[Source excerpt start]

Victoria Dickenson (McGill Library and Collections)
On 19 February 1766, a French engineer who had lived almost half his life in the French colony of Saint Domingue (now Haiti) sat down to paint a moth. This would not have been a remarkable event, if it had not heralded the beginning of a project of natural history that was to occupy René Gabriel de Rabié (1717-85) for the rest of his life. Over the next two decades, de Rabié painted over 300 watercolors of the flora and fauna of Saint Domingue. Now bound in four albums, the watercolors were acquired in 1930 by Casey Wood for the Blacker Wood Natural History Collection at McGill Libraries in Montreal.

[Source excerpt end]

- What you will do:
1/ Name every person mentioned in the watercolor excerpt.
2/ Copy the watercolor excerpt word for word, from "Victoria Dickenson (McGill" to "Libraries in Montreal.".
The listing has no connection to the watercolor excerpt.

[Information shown start]

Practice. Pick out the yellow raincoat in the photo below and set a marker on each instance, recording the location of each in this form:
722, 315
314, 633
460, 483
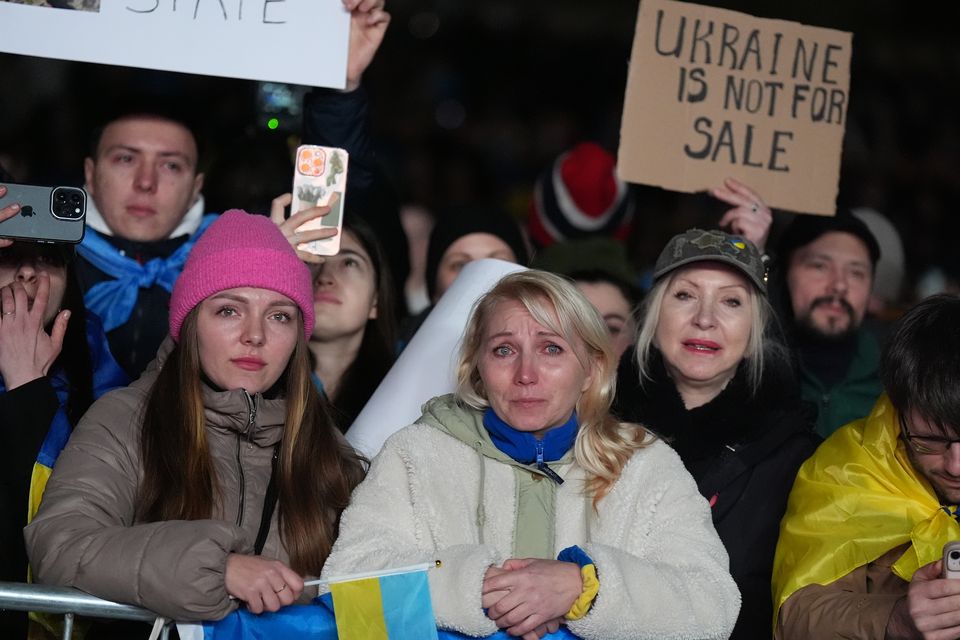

[Information shown end]

- Expected results:
1/ Victoria Dickenson, René Gabriel de Rabié, Casey Wood

2/
Victoria Dickenson (McGill Library and Collections)
On 19 February 1766, a French engineer who had lived almost half his life in the French colony of Saint Domingue (now Haiti) sat down to paint a moth. This would not have been a remarkable event, if it had not heralded the beginning of a project of natural history that was to occupy René Gabriel de Rabié (1717-85) for the rest of his life. Over the next two decades, de Rabié painted over 300 watercolors of the flora and fauna of Saint Domingue. Now bound in four albums, the watercolors were acquired in 1930 by Casey Wood for the Blacker Wood Natural History Collection at McGill Libraries in Montreal.